- _Records from a collection_
━━━━━━

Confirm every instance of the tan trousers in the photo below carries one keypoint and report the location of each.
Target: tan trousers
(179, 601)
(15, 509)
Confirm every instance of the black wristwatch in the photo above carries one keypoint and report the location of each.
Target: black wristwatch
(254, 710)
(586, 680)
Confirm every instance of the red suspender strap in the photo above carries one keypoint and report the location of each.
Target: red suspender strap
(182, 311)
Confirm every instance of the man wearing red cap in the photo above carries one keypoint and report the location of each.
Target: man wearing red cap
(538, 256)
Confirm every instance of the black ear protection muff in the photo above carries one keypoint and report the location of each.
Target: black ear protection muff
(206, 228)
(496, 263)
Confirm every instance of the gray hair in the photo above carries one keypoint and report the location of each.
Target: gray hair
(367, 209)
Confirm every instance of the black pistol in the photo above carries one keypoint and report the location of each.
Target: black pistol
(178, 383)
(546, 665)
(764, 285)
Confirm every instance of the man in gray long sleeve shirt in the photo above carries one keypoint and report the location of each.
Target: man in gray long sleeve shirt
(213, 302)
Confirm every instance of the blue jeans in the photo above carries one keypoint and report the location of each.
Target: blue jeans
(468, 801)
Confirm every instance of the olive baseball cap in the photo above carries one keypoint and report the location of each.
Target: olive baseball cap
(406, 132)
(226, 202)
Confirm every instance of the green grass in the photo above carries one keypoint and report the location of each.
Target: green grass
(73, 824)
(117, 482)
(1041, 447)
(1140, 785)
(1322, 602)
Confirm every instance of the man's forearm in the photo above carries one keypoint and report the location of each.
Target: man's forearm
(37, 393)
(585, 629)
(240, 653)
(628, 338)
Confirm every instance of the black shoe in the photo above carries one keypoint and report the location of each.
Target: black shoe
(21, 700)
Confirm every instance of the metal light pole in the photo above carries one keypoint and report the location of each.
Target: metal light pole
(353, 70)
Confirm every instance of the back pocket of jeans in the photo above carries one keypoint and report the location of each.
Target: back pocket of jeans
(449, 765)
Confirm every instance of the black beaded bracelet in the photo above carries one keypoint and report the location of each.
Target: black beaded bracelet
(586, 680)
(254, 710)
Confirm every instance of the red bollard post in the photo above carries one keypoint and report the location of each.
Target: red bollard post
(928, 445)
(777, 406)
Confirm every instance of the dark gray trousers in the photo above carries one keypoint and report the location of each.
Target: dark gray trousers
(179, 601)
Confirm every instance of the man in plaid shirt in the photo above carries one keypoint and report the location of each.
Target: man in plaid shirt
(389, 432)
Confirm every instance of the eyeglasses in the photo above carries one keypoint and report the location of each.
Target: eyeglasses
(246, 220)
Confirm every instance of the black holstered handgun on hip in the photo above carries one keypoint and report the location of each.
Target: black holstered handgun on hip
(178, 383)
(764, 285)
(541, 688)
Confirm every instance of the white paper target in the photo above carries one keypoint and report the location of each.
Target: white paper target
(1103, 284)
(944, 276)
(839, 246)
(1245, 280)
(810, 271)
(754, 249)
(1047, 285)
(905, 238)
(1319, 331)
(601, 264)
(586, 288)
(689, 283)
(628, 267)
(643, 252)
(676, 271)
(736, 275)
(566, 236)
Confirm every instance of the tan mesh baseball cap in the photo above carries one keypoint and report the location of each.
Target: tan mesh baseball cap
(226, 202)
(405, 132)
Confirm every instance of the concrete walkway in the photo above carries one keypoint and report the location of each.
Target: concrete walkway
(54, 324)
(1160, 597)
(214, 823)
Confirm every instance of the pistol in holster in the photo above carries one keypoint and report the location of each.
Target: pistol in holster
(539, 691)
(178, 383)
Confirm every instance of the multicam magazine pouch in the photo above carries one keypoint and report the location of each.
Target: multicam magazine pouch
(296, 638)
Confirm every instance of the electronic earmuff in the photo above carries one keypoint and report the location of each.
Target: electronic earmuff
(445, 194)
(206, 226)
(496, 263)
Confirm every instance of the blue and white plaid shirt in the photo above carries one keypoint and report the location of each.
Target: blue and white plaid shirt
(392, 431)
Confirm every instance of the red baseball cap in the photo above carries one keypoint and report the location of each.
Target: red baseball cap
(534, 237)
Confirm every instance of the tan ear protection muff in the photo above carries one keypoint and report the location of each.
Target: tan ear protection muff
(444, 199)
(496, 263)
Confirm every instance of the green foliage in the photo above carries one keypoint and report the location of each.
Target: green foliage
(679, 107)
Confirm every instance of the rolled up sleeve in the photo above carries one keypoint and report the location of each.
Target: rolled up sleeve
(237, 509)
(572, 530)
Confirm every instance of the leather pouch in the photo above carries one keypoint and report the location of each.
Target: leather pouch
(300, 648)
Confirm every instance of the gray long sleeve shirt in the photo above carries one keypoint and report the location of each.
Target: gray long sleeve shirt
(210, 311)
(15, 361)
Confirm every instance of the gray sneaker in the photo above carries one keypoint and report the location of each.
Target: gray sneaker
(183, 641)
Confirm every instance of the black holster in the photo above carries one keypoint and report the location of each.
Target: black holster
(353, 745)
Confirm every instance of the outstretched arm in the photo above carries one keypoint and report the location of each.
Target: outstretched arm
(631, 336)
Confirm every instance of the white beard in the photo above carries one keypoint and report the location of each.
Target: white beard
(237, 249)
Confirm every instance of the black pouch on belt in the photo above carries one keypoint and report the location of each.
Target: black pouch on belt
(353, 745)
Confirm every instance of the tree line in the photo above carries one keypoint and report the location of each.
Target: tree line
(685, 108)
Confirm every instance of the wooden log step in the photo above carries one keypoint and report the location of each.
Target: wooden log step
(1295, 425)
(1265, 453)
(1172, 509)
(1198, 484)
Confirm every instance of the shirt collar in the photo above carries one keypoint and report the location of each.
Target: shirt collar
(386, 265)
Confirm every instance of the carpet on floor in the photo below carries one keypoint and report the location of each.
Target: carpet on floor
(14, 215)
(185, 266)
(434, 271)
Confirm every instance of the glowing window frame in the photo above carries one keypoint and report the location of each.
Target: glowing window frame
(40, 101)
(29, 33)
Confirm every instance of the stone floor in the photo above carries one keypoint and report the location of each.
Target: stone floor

━━━━━━

- _EXERCISE_
Output exactly the lines from the one containing "Confirm every instance of the wooden" through the last line of the entries, both ends included.

- _SOLUTION TO THE EXERCISE_
Confirm every instance of the wooden log step in the photo above carries one keypoint and report the location of each.
Target: wooden log step
(1295, 425)
(1265, 453)
(1172, 509)
(1198, 484)
Confirm every instance of the shirt collar in the photo above carries one keypoint and report the location of each.
Target: shirt collar
(386, 265)
Confirm every instance of the carpet on floor in the photo below carries one keypoint and report the location of each.
Target: carpet on floor
(14, 215)
(185, 266)
(434, 271)
Confirm every instance of the glowing window frame in the photo above carries one keypoint and report the location of each.
Target: glowing window frame
(40, 101)
(29, 33)
Confirm every instance of the stone floor in the photo above carries one keypoint and report the location of each.
Target: stone floor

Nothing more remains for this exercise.